Challenges
1. In the passage on stationarity, write out everything from "A comprehensive guide to" down to "What Is Stationarity?", substituting "moving-average models" for "autoregressive models".
2. State whether each statement agrees with the stationarity guide. Answer yes or no, and quote the words that decide it. (a) The article concentrates on strict stationarity. (b) Weak-form stationarity includes a constant mean. (c) The guide presents three ways to test for stationarity.

Passage shown
==*==
Stationarity in Time Series — A Comprehensive Guide

How to check if a time series is stationary and what you can do if it is non-stationary in Python

A comprehensive guide to stationarity in time series: what it means, why it matters, 3 ways to test for it, and 3 techniques to make non-stationary data stationary.
Towards Data Science Archive
Published

April 11, 2023

Stationarity in time series (Image drawn by the author)

The future is easier to model when it is similar to the present [3]. Stationarity describes the concept that the statistical features of a time series do not change over time. Thus, some time series forecasting models, such as autoregressive models, rely on the stationarity of the time series.

In this article, you will learn:

What Is Stationarity?

Stationarity describes the concept that how a time series is changing will remain the same in the future [3]. In mathematical terms, a time series is stationary when its statistical properties are independent of time [3]:

  • constant mean,
  • constant variance,
  • and covariance is independent of time.

This is the definition of weak-form stationarity. Another type of stationarity is strict stationarity. It implies that samples of identical size have identical distribution [5]. Since strict stationarity is restrictive and rare, this article will only focus on weak-form stationarity.

Why Is Stationarity Important?

Some time series forecasting models (e.g., autoregressive models) require a stationary time series because they are easier to model due to their constant statistical properties [3]. Thus, you should make your time series stationary if it is not (see What Can You Do When A Time Series Is Not Stationary?).
==*==
[Image object location listing]
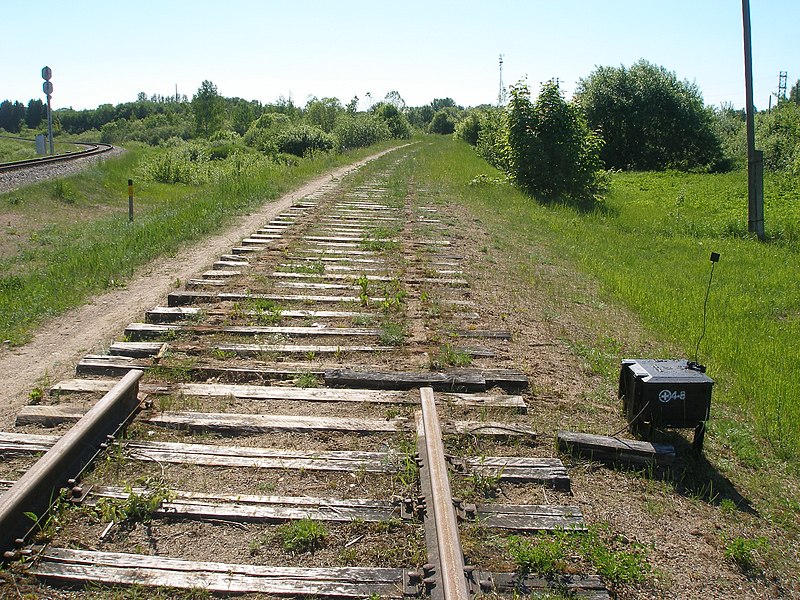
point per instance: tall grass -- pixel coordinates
(649, 249)
(94, 247)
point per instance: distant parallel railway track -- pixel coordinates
(90, 150)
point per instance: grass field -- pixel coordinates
(649, 248)
(66, 239)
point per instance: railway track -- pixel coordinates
(91, 150)
(324, 412)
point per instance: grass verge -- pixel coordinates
(63, 246)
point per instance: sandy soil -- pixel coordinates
(61, 342)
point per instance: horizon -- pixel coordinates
(265, 51)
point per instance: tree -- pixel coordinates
(323, 113)
(648, 119)
(209, 109)
(549, 150)
(394, 118)
(444, 121)
(395, 98)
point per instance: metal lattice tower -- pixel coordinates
(782, 85)
(501, 96)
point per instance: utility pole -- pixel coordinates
(782, 85)
(755, 158)
(501, 96)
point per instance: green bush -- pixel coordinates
(397, 122)
(469, 128)
(261, 134)
(302, 139)
(778, 135)
(359, 131)
(649, 119)
(549, 150)
(443, 122)
(490, 139)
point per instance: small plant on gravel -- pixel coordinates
(304, 535)
(48, 523)
(486, 485)
(306, 380)
(407, 473)
(363, 295)
(139, 506)
(543, 555)
(35, 395)
(264, 311)
(64, 191)
(448, 356)
(743, 551)
(392, 334)
(220, 354)
(615, 559)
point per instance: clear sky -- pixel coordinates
(107, 51)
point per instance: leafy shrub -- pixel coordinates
(543, 555)
(490, 139)
(649, 119)
(778, 135)
(359, 131)
(443, 122)
(469, 128)
(261, 134)
(302, 139)
(396, 121)
(549, 150)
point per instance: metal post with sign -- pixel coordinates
(47, 88)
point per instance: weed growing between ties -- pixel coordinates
(547, 554)
(304, 535)
(449, 356)
(86, 244)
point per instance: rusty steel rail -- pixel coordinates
(91, 150)
(35, 491)
(451, 560)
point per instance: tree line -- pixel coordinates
(629, 118)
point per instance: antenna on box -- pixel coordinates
(694, 364)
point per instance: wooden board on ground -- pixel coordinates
(527, 517)
(262, 458)
(467, 380)
(256, 508)
(120, 568)
(604, 448)
(548, 471)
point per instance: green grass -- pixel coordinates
(68, 241)
(16, 149)
(649, 249)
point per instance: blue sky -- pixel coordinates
(343, 48)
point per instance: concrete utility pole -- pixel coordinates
(782, 76)
(755, 158)
(501, 96)
(47, 88)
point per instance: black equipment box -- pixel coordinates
(665, 393)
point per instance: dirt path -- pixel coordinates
(61, 342)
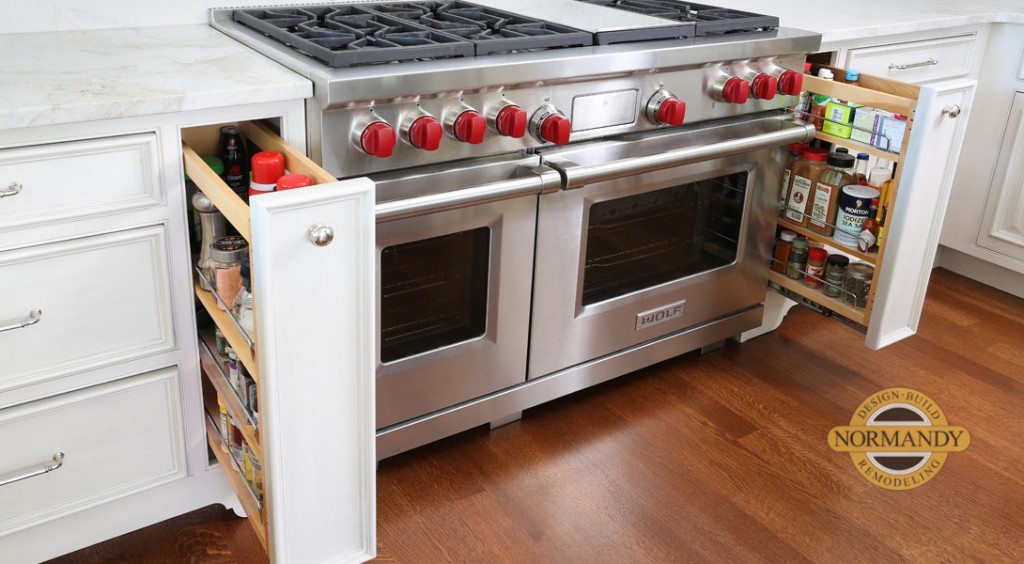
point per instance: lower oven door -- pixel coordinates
(654, 234)
(455, 253)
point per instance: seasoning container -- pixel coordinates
(212, 227)
(835, 274)
(782, 248)
(798, 259)
(860, 171)
(854, 205)
(221, 342)
(291, 181)
(232, 155)
(268, 166)
(815, 267)
(796, 153)
(820, 101)
(824, 199)
(225, 267)
(857, 284)
(805, 173)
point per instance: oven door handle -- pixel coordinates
(578, 176)
(532, 182)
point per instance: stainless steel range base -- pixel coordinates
(499, 405)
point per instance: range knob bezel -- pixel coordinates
(656, 103)
(540, 118)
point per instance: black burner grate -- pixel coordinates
(708, 19)
(367, 34)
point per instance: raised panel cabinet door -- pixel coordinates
(921, 204)
(87, 303)
(1003, 225)
(314, 301)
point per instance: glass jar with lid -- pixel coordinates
(857, 285)
(824, 199)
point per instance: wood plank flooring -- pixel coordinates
(714, 458)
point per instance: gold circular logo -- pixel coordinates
(898, 438)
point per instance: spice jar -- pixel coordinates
(815, 267)
(805, 173)
(225, 267)
(798, 259)
(782, 247)
(824, 199)
(835, 273)
(857, 285)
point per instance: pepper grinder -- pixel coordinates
(212, 225)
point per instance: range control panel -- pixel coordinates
(378, 135)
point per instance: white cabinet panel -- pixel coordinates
(916, 60)
(1003, 223)
(61, 181)
(117, 439)
(102, 299)
(315, 318)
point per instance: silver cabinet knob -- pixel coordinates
(321, 234)
(12, 189)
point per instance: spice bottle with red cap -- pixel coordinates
(268, 166)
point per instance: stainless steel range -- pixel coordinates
(567, 189)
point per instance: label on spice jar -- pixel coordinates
(819, 208)
(798, 199)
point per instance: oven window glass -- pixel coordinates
(653, 237)
(433, 293)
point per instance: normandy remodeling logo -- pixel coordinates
(898, 438)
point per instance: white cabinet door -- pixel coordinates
(1003, 225)
(921, 204)
(315, 313)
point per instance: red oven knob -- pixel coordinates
(511, 121)
(764, 86)
(469, 127)
(425, 133)
(791, 83)
(550, 126)
(378, 139)
(735, 90)
(665, 109)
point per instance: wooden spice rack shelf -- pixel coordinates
(880, 93)
(827, 241)
(254, 510)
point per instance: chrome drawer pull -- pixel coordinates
(46, 469)
(12, 189)
(34, 316)
(930, 62)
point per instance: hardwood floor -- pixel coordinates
(714, 458)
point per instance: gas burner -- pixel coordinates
(708, 19)
(367, 34)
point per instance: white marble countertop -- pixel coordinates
(77, 76)
(845, 22)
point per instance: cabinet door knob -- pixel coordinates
(45, 469)
(34, 316)
(12, 189)
(321, 234)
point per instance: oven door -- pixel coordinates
(654, 234)
(455, 253)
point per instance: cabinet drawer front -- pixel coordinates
(117, 439)
(916, 60)
(75, 179)
(102, 300)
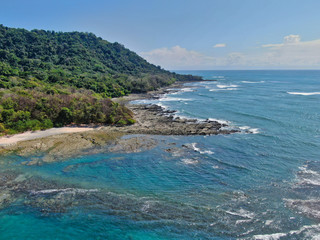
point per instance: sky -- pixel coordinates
(188, 34)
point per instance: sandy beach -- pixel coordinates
(10, 140)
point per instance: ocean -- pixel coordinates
(259, 185)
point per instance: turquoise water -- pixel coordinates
(264, 185)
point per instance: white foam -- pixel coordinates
(247, 129)
(273, 236)
(268, 222)
(172, 99)
(219, 121)
(227, 86)
(304, 93)
(220, 77)
(196, 149)
(189, 161)
(252, 82)
(242, 221)
(63, 190)
(242, 213)
(187, 90)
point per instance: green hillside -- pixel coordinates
(78, 59)
(52, 78)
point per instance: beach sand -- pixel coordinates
(10, 140)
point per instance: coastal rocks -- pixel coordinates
(61, 147)
(135, 144)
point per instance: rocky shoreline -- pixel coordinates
(150, 120)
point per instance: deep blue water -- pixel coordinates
(262, 185)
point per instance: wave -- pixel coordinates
(227, 86)
(220, 77)
(224, 89)
(247, 129)
(252, 82)
(194, 147)
(242, 213)
(172, 99)
(304, 93)
(63, 191)
(189, 161)
(308, 177)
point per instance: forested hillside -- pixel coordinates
(52, 78)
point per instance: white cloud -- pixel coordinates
(176, 58)
(292, 39)
(291, 53)
(218, 45)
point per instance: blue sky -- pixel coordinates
(181, 34)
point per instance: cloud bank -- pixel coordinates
(290, 54)
(218, 45)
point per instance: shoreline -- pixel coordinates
(62, 143)
(31, 135)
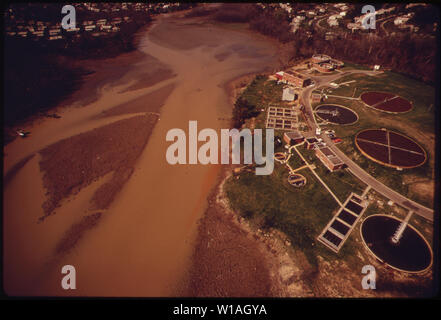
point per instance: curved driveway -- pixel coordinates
(397, 198)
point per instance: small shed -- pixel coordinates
(293, 137)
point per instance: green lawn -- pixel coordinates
(302, 213)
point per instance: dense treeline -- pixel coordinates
(34, 78)
(405, 52)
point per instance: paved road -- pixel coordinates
(397, 198)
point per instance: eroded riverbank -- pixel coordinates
(141, 243)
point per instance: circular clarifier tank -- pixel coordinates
(411, 254)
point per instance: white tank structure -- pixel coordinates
(399, 232)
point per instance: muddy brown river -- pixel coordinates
(142, 245)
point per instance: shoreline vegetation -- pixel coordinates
(295, 264)
(417, 58)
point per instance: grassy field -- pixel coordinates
(270, 202)
(417, 124)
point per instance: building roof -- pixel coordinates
(294, 135)
(330, 155)
(288, 94)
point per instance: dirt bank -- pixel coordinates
(73, 163)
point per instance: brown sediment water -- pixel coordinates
(142, 244)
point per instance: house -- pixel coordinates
(329, 159)
(289, 94)
(293, 137)
(310, 143)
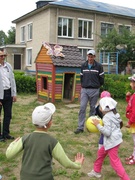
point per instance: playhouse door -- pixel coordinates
(68, 86)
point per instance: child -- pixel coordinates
(39, 148)
(100, 114)
(112, 140)
(130, 114)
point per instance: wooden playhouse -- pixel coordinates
(58, 73)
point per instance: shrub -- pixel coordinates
(117, 85)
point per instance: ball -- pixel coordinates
(90, 126)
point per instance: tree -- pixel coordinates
(111, 41)
(11, 36)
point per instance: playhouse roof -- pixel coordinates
(71, 56)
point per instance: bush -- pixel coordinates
(117, 85)
(25, 83)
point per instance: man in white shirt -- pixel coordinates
(7, 95)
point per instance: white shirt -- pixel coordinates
(5, 76)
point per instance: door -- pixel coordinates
(68, 86)
(17, 62)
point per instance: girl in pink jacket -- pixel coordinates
(130, 114)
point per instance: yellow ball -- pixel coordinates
(90, 126)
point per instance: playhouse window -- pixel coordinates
(44, 83)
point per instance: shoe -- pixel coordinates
(78, 131)
(94, 174)
(129, 158)
(9, 137)
(2, 139)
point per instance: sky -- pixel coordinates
(13, 9)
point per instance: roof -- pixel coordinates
(83, 5)
(72, 57)
(96, 6)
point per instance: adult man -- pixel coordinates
(92, 78)
(7, 94)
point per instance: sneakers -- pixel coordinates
(94, 174)
(78, 131)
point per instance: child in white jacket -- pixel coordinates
(112, 139)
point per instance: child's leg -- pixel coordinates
(116, 163)
(134, 145)
(101, 154)
(100, 143)
(131, 159)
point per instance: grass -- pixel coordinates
(64, 123)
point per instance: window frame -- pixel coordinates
(83, 21)
(23, 33)
(107, 23)
(28, 58)
(67, 27)
(124, 25)
(29, 31)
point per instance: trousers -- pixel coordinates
(114, 161)
(7, 102)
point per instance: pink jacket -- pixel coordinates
(130, 109)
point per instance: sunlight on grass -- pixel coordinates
(65, 121)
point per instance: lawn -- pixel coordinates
(64, 123)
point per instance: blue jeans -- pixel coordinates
(7, 108)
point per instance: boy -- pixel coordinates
(39, 148)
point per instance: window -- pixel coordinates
(29, 57)
(30, 27)
(65, 27)
(122, 28)
(23, 34)
(84, 53)
(108, 57)
(85, 29)
(105, 28)
(44, 83)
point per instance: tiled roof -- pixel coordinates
(96, 6)
(72, 57)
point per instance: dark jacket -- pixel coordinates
(93, 77)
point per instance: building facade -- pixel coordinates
(68, 22)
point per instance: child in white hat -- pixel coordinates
(112, 140)
(39, 148)
(130, 114)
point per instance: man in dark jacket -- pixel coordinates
(92, 78)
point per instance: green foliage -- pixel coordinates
(25, 83)
(109, 42)
(117, 85)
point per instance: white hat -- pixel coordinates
(42, 114)
(107, 103)
(91, 52)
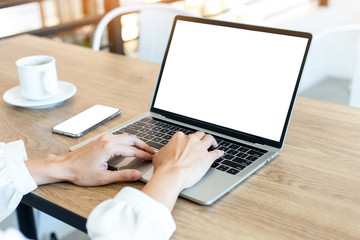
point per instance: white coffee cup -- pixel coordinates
(38, 77)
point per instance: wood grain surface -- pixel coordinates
(310, 191)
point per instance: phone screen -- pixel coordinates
(86, 120)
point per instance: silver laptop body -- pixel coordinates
(234, 81)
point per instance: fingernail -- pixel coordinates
(136, 175)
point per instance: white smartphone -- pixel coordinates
(85, 121)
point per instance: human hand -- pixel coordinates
(87, 166)
(180, 165)
(188, 156)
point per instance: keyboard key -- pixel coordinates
(145, 120)
(232, 152)
(251, 158)
(156, 129)
(154, 144)
(214, 165)
(132, 126)
(121, 131)
(130, 131)
(255, 153)
(141, 134)
(233, 165)
(223, 149)
(159, 134)
(157, 139)
(242, 155)
(149, 137)
(164, 130)
(152, 132)
(242, 161)
(232, 171)
(167, 137)
(222, 168)
(234, 146)
(225, 144)
(228, 157)
(243, 149)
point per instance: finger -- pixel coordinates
(122, 175)
(215, 154)
(209, 141)
(199, 134)
(142, 145)
(130, 151)
(132, 140)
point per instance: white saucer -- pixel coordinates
(13, 96)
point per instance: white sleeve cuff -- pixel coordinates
(131, 214)
(15, 180)
(15, 155)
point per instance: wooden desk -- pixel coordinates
(310, 191)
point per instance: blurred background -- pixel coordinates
(329, 75)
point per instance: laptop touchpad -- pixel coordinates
(145, 167)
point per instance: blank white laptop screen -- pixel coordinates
(239, 79)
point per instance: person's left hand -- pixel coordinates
(87, 166)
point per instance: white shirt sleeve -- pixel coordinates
(15, 180)
(131, 214)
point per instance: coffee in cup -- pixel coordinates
(38, 77)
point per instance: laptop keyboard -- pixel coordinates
(157, 134)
==*==
Outputs for the tasks
1.
A comprehensive guide to stationarity in time series: what it means, why it matters, 3 ways to test for it, and 3 techniques to make non-stationary data stationary.
Towards Data Science Archive
Published

April 11, 2023

Stationarity in time series (Image drawn by the author)

The future is easier to model when it is similar to the present [3]. Stationarity describes the concept that the statistical features of a time series do not change over time. Thus, some time series forecasting models, such as moving-average models, rely on the stationarity of the time series.

In this article, you will learn:

What Is Stationarity?

2.
(a) No: "this article will only focus on weak-form stationarity."
(b) Yes: "constant mean"
(c) Yes: "3 ways to test for it"